Given problem ▸ Pull out every line below that contains the string "metal", matching case exactly.

─── Supplied records ───

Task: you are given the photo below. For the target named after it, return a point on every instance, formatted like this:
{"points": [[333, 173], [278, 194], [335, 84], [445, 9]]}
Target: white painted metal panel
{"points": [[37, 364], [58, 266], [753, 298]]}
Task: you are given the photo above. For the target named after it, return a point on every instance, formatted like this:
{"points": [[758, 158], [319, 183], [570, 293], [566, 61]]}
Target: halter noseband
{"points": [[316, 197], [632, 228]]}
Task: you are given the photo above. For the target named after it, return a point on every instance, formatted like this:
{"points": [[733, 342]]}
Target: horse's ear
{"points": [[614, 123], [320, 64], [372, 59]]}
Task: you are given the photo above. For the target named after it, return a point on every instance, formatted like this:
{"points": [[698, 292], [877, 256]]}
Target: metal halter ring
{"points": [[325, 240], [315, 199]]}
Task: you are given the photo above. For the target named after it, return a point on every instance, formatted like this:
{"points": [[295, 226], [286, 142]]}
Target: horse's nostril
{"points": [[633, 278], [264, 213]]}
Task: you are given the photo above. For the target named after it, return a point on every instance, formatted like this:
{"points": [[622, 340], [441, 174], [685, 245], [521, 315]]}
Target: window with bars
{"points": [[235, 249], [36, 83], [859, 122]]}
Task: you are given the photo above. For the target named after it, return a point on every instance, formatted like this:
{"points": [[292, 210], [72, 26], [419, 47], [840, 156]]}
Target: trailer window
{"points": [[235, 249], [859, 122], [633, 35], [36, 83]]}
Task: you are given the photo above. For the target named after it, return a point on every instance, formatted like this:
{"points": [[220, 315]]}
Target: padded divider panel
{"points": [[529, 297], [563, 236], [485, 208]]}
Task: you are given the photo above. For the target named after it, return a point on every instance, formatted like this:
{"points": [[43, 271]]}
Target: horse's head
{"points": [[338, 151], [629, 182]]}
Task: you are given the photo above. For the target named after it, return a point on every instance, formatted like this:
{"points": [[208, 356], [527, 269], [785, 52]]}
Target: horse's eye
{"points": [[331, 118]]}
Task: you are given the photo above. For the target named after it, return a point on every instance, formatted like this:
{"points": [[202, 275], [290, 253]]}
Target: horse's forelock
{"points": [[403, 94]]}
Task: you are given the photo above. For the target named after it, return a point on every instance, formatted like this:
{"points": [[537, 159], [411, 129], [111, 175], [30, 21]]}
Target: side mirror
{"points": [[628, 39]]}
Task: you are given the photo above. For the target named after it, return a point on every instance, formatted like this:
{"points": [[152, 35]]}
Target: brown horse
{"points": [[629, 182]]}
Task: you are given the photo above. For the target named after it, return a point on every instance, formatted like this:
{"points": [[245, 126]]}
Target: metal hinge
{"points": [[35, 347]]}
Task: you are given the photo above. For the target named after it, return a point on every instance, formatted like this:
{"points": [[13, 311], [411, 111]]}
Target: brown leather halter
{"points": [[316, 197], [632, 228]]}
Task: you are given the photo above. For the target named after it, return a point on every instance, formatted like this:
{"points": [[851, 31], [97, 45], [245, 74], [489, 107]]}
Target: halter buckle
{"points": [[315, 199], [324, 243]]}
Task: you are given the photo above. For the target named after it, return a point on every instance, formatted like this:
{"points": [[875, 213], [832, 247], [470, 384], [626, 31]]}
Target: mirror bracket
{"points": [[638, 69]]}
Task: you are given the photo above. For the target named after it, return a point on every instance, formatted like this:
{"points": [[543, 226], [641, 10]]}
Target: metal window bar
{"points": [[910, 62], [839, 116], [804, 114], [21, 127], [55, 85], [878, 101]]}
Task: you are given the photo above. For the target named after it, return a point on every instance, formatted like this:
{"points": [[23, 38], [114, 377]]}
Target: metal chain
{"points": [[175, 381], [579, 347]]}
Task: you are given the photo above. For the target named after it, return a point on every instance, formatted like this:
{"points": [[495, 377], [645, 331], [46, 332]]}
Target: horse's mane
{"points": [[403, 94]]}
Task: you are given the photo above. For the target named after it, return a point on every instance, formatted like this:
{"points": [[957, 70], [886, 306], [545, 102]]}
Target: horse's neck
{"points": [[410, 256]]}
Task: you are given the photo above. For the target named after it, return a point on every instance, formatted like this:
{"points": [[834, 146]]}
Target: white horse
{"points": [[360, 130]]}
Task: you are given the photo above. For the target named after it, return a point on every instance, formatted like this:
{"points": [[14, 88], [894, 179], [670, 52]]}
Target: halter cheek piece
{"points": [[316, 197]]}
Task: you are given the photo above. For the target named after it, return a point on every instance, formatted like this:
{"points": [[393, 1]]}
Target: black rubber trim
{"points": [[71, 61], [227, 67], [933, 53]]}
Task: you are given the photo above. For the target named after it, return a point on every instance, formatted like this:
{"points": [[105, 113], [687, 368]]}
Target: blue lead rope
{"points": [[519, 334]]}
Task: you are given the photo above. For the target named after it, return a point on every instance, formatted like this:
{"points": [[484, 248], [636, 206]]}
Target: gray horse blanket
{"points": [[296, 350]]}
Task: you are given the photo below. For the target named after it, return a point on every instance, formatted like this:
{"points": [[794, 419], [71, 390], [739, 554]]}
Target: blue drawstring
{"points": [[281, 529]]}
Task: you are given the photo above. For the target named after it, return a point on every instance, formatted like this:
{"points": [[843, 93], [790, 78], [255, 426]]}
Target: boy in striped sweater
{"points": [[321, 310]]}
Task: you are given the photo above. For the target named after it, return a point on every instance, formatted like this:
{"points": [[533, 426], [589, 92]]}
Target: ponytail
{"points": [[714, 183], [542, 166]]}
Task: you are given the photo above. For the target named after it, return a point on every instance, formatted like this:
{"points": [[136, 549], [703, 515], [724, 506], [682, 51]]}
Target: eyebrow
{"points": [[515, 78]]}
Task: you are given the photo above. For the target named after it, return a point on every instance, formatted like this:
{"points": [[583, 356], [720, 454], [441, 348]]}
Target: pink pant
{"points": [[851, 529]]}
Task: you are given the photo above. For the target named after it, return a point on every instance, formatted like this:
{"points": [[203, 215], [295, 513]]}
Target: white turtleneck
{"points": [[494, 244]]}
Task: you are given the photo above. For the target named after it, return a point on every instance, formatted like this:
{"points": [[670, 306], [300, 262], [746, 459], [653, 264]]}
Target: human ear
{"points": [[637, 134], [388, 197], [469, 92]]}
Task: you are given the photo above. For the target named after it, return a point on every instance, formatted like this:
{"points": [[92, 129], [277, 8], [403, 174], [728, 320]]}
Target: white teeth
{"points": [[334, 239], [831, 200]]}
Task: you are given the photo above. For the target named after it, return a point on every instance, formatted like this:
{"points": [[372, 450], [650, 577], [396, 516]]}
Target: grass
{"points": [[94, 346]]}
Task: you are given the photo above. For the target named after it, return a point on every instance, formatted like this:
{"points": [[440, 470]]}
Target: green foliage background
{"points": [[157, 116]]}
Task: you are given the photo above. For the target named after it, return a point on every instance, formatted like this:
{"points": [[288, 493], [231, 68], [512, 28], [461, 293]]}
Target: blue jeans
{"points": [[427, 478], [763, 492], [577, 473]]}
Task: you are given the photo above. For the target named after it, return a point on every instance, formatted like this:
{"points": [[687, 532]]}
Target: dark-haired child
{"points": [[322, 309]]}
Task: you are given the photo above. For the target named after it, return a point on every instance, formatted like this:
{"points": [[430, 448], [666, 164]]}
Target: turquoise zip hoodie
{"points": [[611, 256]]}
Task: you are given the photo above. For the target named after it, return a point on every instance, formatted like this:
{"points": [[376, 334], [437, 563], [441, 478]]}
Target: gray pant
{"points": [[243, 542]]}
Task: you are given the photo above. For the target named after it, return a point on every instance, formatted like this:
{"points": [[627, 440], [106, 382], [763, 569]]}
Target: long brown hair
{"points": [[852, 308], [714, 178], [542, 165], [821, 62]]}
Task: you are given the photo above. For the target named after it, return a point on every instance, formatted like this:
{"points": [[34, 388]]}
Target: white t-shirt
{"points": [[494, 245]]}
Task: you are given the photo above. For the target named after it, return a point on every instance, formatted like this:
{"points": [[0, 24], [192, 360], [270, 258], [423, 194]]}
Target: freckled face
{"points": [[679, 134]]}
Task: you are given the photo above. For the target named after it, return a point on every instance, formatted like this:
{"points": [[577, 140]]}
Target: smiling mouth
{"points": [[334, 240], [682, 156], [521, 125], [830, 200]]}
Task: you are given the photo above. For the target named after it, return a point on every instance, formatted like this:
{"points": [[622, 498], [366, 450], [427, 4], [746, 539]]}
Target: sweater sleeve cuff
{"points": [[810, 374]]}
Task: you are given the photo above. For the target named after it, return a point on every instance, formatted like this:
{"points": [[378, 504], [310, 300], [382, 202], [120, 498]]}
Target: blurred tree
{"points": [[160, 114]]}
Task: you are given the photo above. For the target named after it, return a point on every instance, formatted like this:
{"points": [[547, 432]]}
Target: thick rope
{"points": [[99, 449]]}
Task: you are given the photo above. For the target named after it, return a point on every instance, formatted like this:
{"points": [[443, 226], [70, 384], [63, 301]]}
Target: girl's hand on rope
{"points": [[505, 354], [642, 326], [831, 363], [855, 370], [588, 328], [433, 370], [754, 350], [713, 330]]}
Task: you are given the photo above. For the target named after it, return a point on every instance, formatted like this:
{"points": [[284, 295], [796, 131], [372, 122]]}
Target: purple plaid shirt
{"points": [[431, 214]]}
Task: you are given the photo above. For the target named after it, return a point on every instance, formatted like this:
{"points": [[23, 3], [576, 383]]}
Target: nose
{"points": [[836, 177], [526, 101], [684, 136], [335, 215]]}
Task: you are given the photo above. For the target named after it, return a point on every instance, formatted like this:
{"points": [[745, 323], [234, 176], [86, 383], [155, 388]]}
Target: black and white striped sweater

───

Result of this exercise ▸
Target: white painted metal panel
Target: metal halter ring
Target: metal hinge
Target: metal window bar
Target: metal chain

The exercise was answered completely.